Please copy out all the entries below, swapping "query phrase" for "search phrase" wherever it appears and keeping everything else the same.

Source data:
****************************************

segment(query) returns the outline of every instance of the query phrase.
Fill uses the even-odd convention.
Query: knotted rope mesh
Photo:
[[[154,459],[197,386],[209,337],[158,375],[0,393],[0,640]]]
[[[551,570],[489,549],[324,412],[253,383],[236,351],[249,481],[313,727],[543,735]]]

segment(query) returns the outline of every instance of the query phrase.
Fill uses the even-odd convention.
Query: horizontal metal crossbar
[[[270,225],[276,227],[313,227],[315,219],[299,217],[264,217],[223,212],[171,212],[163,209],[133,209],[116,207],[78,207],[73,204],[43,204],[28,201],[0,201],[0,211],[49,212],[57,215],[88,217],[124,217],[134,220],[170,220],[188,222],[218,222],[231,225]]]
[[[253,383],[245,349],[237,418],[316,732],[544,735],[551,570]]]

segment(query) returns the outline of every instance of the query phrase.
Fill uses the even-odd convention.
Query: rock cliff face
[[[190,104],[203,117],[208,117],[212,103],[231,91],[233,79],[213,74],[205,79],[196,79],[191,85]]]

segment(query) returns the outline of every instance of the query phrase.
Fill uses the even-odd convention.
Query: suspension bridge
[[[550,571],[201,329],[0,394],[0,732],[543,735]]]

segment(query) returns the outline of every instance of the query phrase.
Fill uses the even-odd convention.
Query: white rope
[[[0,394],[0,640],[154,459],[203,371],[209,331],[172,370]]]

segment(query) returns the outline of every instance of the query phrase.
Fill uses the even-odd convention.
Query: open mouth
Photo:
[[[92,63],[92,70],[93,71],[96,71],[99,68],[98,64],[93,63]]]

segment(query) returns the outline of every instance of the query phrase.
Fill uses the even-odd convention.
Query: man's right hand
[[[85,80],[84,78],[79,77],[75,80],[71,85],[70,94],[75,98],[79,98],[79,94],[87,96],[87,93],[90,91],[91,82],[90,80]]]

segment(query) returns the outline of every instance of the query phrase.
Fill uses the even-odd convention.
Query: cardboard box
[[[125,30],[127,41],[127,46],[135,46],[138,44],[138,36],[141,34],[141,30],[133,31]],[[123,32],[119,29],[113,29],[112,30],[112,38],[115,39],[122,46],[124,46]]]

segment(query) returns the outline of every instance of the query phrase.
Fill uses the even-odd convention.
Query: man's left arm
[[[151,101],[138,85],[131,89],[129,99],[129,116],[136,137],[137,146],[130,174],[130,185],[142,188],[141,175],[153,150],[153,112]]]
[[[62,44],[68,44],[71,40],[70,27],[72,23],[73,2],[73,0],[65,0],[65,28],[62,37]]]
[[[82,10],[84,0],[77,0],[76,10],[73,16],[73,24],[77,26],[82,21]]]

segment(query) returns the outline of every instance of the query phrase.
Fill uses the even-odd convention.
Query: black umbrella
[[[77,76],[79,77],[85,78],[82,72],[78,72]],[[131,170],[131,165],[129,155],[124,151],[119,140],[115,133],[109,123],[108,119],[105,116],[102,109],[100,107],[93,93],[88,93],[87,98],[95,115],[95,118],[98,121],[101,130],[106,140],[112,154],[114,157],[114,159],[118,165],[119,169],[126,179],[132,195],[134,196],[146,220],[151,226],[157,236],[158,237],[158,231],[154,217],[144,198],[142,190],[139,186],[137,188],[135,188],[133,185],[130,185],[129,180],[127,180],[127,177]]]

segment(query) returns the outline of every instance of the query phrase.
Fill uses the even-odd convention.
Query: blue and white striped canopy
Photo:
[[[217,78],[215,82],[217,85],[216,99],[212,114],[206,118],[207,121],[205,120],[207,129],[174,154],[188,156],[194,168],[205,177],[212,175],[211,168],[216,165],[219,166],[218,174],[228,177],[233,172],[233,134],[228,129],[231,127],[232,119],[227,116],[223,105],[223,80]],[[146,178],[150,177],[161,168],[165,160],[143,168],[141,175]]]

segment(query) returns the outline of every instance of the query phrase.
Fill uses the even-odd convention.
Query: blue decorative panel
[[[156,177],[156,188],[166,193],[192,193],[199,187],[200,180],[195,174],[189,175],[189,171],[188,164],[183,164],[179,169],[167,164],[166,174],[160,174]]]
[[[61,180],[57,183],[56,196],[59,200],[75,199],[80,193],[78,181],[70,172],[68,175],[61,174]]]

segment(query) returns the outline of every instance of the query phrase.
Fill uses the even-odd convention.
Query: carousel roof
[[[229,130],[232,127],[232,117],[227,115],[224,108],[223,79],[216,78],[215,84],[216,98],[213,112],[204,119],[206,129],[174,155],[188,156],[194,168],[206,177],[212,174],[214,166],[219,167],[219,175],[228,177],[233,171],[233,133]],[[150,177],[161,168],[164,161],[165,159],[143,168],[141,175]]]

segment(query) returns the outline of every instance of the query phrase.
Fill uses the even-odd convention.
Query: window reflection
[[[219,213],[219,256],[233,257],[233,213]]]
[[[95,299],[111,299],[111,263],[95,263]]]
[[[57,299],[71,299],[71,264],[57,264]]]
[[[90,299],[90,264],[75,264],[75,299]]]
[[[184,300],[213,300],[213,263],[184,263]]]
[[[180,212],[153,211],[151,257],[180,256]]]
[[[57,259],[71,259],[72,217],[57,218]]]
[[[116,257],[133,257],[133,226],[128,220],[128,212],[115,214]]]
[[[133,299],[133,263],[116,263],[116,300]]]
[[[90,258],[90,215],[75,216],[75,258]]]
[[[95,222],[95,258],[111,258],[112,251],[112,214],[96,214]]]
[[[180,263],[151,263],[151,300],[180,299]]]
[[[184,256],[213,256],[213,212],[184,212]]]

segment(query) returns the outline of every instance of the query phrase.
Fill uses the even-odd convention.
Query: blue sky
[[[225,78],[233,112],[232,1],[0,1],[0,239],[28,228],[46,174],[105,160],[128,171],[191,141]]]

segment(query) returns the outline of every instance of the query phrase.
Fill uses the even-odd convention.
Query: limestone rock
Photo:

****************************************

RESULT OF THE EXERCISE:
segment(query) returns the outline of every instance of the search phrase.
Fill uses the even-odd convention.
Query: knotted rope mesh
Photo:
[[[154,459],[197,386],[209,337],[158,375],[0,393],[0,640]]]
[[[551,570],[489,549],[324,412],[253,383],[236,351],[249,481],[313,727],[543,735]]]

segment(query) returns the outline of every instance of the search phrase.
Fill uses the even-odd convention.
Query: horizontal metal crossbar
[[[270,225],[276,227],[313,227],[315,219],[299,217],[264,217],[223,212],[171,212],[163,209],[133,209],[116,207],[78,207],[73,204],[43,204],[28,201],[0,201],[0,211],[49,212],[57,215],[88,217],[124,217],[134,220],[170,220],[188,222],[218,222],[231,225]]]
[[[253,383],[245,349],[237,418],[316,732],[544,735],[551,570]]]

segment(query) returns the outline of every instance of the search phrase.
Fill uses the even-odd convention.
Query: rock cliff face
[[[190,104],[203,117],[208,117],[212,103],[231,91],[233,79],[213,74],[205,79],[196,79],[191,85]]]

segment(query) returns the outline of every instance of the search phrase.
Fill uses the even-odd convention.
Query: suspension bridge
[[[550,571],[201,329],[0,394],[0,732],[543,735]]]

segment(query) returns the outline of every instance of the search phrase.
Fill uses the even-odd convention.
Query: white rope
[[[0,394],[0,640],[154,459],[203,371],[209,331],[172,370]]]

segment(query) returns the outline of every instance of the search phrase.
Fill uses the even-odd convention.
Query: open mouth
Photo:
[[[92,63],[92,70],[93,71],[96,71],[99,68],[98,64],[93,63]]]

segment(query) returns the outline of every instance of the search phrase.
Fill uses the even-odd convention.
Query: man's right hand
[[[85,80],[84,78],[79,77],[75,80],[71,85],[70,94],[75,98],[79,98],[79,94],[87,96],[87,93],[90,91],[91,82],[90,80]]]

segment(query) returns the outline of every instance of the search phrase.
Fill uses the even-odd convention.
Query: cardboard box
[[[125,30],[127,41],[127,46],[135,46],[138,44],[138,36],[141,34],[141,30],[133,31]],[[123,32],[119,29],[113,29],[112,30],[112,38],[115,39],[122,46],[124,46]]]

segment(query) returns the outline of every instance of the search phrase.
Fill uses the even-odd convention.
Query: man's left arm
[[[151,101],[138,85],[131,89],[129,99],[129,116],[136,137],[137,146],[130,174],[130,185],[142,188],[141,175],[153,150],[153,112]]]
[[[62,44],[68,44],[71,40],[70,27],[72,23],[73,2],[73,0],[65,0],[65,28],[62,37]]]
[[[82,10],[84,0],[77,0],[76,10],[73,16],[73,24],[77,26],[82,21]]]

segment(query) returns the outline of every instance of the search phrase.
Fill uses the even-odd convention.
Query: black umbrella
[[[77,76],[79,77],[85,78],[82,72],[78,72]],[[131,170],[131,165],[129,155],[124,151],[119,140],[115,133],[109,123],[108,119],[105,116],[102,109],[100,107],[93,93],[88,93],[87,98],[95,115],[95,118],[98,121],[101,130],[106,140],[112,154],[114,157],[114,159],[118,165],[119,169],[126,179],[132,195],[134,196],[146,220],[151,226],[157,236],[158,237],[158,231],[154,217],[144,198],[142,190],[139,186],[137,188],[135,188],[133,185],[130,185],[129,180],[127,180],[127,177]]]

segment(query) returns the outline of every instance of the search phrase.
Fill uses the even-odd convention.
Query: blue and white striped canopy
Photo:
[[[217,78],[215,82],[217,85],[216,99],[212,114],[206,118],[207,121],[205,120],[207,129],[174,154],[188,156],[194,168],[205,177],[212,175],[211,168],[216,165],[219,166],[218,174],[228,177],[233,172],[233,134],[228,129],[231,127],[232,119],[227,116],[223,105],[223,80]],[[146,178],[150,177],[161,168],[165,160],[143,168],[141,175]]]

segment(query) returns the outline of every instance of the search phrase.
Fill uses the even-odd convention.
Query: blue decorative panel
[[[156,177],[156,188],[166,193],[192,193],[199,187],[200,180],[195,174],[189,175],[189,171],[188,164],[183,164],[179,169],[167,164],[166,174],[160,174]]]
[[[61,180],[57,183],[56,196],[59,200],[75,199],[80,193],[78,181],[70,172],[68,175],[61,174]]]

segment(query) returns the outline of every instance of the search phrase.
Fill uses the even-odd convention.
Query: carousel roof
[[[229,130],[232,127],[232,117],[227,115],[224,108],[223,79],[216,78],[215,84],[216,98],[213,112],[204,119],[206,129],[174,155],[188,156],[194,168],[206,177],[212,174],[214,166],[219,167],[219,175],[228,177],[233,171],[233,133]],[[150,177],[161,168],[164,161],[165,159],[143,168],[141,175]]]

segment(query) returns the outline of every instance of the search phrase.
Fill uses the even-odd convention.
Query: window reflection
[[[219,213],[219,256],[233,257],[233,213]]]
[[[95,299],[111,299],[111,263],[95,263]]]
[[[57,299],[71,299],[71,264],[57,264]]]
[[[90,299],[90,264],[75,264],[75,299]]]
[[[184,300],[213,300],[213,263],[184,263]]]
[[[180,212],[153,211],[151,257],[180,256]]]
[[[57,259],[71,259],[72,217],[57,218]]]
[[[116,257],[133,257],[133,226],[128,220],[128,212],[115,214]]]
[[[133,299],[133,263],[116,263],[116,300]]]
[[[90,258],[90,215],[75,216],[75,258]]]
[[[95,222],[95,258],[111,258],[112,251],[112,214],[96,214]]]
[[[180,263],[151,263],[151,300],[180,299]]]
[[[184,256],[213,256],[213,212],[184,212]]]

segment(query) returns the outline of every instance of the search phrase.
Fill uses the even-odd convention.
Query: blue sky
[[[225,78],[233,112],[232,1],[0,1],[0,239],[28,228],[46,174],[105,160],[128,171],[191,141]]]

segment(query) returns the outline of every instance of the search phrase.
Fill uses the even-odd convention.
Query: limestone rock
Photo:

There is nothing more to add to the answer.